Exercise aim:
Repeat, exactly and alone, every line from the line that contains "of the long" to the end of the entries.

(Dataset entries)
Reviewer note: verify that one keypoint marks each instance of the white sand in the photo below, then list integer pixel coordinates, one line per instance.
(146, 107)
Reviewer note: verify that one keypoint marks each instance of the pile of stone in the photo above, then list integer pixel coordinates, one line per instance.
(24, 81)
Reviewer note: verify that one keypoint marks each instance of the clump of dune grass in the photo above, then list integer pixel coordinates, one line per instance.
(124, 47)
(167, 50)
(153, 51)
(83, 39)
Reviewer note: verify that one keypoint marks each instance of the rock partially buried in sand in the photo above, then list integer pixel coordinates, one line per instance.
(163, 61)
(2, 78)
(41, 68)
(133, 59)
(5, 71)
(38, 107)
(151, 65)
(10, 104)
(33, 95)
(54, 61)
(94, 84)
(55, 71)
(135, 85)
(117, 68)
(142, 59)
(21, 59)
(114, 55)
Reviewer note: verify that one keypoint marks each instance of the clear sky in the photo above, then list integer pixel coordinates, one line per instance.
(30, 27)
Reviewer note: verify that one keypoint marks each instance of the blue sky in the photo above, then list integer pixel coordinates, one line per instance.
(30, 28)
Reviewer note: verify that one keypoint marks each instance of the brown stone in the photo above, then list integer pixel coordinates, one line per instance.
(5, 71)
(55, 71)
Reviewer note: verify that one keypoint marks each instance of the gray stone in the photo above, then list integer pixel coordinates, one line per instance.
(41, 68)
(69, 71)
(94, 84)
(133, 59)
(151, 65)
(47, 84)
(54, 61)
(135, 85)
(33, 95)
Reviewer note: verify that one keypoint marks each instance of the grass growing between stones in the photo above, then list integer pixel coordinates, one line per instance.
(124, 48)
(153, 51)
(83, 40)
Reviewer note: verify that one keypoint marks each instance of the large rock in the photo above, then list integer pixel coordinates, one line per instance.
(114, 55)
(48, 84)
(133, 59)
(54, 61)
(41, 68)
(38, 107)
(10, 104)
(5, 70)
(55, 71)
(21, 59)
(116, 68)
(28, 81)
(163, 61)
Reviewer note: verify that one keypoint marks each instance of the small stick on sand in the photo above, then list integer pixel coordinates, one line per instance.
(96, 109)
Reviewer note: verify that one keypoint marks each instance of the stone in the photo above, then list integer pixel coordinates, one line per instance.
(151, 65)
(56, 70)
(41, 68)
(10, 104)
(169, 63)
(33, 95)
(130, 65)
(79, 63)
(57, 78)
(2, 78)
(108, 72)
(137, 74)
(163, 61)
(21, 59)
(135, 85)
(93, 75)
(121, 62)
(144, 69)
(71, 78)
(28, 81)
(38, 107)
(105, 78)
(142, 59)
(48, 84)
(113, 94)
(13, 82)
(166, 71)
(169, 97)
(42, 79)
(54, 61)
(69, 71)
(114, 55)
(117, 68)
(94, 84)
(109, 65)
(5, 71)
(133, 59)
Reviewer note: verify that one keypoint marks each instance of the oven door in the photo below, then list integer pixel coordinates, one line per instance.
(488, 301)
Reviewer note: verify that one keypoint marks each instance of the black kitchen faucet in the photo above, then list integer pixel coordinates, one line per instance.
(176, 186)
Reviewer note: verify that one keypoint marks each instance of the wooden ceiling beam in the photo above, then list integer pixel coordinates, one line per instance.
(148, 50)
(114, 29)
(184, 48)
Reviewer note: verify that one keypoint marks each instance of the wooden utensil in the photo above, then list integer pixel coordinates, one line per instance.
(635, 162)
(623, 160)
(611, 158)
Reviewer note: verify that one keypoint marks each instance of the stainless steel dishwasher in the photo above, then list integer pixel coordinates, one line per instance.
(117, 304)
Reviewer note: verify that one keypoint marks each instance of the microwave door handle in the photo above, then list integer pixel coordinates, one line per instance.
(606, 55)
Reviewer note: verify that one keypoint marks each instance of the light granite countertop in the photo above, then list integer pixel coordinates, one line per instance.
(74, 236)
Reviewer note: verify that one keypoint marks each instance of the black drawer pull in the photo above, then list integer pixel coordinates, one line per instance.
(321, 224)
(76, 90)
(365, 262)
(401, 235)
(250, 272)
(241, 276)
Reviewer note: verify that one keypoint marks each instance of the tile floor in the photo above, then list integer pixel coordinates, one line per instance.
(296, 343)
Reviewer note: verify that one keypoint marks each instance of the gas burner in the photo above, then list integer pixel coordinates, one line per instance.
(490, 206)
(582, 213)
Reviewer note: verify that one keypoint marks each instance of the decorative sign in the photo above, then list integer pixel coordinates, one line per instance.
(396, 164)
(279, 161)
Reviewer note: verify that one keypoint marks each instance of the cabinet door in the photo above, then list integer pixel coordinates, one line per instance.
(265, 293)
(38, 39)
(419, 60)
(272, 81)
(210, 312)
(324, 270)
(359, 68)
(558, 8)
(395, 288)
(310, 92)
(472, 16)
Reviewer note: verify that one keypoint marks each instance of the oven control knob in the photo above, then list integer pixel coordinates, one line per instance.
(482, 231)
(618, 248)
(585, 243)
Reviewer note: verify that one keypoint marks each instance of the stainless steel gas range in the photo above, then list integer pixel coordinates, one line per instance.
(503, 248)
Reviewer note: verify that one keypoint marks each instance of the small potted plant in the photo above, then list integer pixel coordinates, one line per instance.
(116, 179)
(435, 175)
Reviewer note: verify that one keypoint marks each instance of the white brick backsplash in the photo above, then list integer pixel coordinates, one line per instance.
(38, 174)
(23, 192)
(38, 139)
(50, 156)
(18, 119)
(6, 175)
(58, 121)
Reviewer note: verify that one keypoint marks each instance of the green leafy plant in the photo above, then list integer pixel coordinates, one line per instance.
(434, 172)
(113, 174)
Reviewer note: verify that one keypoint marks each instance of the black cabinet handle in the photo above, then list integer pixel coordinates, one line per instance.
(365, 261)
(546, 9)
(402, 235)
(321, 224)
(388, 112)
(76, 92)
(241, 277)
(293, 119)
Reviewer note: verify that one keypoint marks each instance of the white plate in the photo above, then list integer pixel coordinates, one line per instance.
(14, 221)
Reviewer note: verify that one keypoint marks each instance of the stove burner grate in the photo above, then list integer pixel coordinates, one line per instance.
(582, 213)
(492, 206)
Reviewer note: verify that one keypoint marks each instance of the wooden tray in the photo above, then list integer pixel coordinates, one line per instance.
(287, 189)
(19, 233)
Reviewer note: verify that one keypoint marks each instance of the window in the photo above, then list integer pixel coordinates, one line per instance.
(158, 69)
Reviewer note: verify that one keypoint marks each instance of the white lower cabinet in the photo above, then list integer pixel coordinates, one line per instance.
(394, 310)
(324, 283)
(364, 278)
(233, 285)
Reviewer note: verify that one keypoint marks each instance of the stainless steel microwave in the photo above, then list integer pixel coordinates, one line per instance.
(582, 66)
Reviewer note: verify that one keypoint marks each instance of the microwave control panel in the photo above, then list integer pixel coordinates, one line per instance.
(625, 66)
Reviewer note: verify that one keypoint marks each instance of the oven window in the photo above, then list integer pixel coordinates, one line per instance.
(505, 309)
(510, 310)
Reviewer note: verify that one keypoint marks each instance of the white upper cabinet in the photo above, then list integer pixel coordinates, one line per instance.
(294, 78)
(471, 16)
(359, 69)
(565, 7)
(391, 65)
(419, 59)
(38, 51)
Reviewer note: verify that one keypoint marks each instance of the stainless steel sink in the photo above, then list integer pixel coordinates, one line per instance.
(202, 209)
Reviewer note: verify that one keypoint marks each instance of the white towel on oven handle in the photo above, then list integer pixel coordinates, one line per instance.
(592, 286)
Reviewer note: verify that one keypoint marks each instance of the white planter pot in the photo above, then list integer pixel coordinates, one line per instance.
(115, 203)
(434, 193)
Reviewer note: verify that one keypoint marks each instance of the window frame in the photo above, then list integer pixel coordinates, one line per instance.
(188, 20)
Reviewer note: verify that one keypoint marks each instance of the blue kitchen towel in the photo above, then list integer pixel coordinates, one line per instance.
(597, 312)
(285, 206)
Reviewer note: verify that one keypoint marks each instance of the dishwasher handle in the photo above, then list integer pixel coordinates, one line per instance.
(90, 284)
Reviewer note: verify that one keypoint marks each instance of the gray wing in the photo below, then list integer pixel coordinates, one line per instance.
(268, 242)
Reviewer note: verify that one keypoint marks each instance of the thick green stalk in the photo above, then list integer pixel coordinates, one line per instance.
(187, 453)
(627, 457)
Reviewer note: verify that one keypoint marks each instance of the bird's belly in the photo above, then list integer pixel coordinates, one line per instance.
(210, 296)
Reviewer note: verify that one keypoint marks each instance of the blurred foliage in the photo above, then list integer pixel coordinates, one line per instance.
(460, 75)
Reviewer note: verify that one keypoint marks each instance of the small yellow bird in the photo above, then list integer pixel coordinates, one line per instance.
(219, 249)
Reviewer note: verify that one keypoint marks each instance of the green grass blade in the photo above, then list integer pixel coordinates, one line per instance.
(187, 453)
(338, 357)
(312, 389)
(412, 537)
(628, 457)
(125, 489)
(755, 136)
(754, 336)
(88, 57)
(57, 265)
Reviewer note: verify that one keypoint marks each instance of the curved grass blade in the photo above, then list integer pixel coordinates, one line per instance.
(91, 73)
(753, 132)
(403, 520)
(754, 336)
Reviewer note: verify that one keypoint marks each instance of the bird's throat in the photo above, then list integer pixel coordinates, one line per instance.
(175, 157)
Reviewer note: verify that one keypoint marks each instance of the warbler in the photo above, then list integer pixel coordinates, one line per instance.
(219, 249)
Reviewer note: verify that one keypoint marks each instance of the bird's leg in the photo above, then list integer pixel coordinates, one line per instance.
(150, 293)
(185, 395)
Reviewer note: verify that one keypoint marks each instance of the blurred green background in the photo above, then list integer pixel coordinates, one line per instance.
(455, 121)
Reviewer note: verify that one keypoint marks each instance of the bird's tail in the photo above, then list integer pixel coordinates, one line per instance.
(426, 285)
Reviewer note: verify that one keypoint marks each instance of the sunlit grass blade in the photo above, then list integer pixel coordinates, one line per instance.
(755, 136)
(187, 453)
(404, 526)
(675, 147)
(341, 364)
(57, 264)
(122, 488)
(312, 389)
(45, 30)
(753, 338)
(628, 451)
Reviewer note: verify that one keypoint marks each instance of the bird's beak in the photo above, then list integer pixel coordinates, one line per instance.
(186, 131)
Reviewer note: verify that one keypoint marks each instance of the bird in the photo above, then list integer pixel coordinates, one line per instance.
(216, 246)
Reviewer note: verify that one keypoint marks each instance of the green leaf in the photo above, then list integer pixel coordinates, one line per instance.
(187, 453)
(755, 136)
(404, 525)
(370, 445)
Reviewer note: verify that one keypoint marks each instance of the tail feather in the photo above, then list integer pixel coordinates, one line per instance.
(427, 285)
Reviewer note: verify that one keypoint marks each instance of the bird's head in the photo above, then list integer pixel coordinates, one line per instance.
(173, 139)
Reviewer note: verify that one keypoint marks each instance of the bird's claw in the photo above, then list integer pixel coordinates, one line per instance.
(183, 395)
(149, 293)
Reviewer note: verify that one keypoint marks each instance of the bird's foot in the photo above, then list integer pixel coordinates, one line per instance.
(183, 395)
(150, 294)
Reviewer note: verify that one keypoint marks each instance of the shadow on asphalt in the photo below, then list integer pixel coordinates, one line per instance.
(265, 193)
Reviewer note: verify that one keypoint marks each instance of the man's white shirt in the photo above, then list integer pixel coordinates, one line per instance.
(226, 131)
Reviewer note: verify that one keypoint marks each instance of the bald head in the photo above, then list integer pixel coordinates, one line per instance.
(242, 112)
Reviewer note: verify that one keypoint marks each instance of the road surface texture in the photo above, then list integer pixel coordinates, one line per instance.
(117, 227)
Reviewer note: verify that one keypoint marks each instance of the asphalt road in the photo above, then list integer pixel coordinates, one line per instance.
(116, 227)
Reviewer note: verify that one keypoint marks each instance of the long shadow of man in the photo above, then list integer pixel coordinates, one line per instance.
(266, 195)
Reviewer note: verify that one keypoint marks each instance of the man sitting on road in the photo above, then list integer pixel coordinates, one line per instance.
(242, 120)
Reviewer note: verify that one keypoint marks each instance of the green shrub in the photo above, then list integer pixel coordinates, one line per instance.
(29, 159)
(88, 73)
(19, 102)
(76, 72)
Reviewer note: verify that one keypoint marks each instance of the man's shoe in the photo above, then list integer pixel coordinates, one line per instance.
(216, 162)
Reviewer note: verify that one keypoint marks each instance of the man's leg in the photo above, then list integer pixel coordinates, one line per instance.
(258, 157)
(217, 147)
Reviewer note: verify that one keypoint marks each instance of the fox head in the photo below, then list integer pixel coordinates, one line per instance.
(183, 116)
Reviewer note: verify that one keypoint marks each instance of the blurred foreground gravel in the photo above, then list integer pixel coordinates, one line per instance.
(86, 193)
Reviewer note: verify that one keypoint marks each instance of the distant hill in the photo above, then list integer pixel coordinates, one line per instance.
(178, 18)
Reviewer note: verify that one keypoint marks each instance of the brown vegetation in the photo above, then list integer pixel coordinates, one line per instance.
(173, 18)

Answer to this task:
Reviewer note: verify that one keypoint marks each instance of the long shadow of man in the photo above, then list integer pixel coordinates, one line per instance.
(266, 195)
Reviewer note: verify that one keypoint marks each instance of the man sitting on road in the photo above, then list integer pixel coordinates, one line per instance.
(242, 120)
Reviewer note: verify that one keypoint marks each instance of the green shrub in the photo above, then list integer pixel coordinates, one line per instance.
(29, 159)
(88, 73)
(19, 102)
(76, 72)
Reviewer note: verify that one keypoint marks each instance of the man's shoe in the photo above, then list integer pixel coordinates, one line per instance.
(216, 162)
Reviewer note: verify that one keypoint marks each instance of the man's leg in the photo above, then list integer pixel coordinates, one line per instance.
(258, 157)
(217, 147)
Reviewer note: verify that one keypoint marks each instance of the fox head in the photo below, then list integer pixel coordinates, one line per instance.
(183, 116)
Reviewer note: verify that one keypoint marks each instance of the blurred foreground gravel in the photo above, then list integer pixel coordinates, one line per instance.
(86, 193)
Reviewer note: verify that one keypoint marks each instance of the distant hill in the photo above, then list integer pixel coordinates, one line per instance.
(178, 18)
Reviewer note: verify that one keypoint marks each instance of the brown vegetation in the photo above, then list integer pixel coordinates, one line per instance.
(173, 18)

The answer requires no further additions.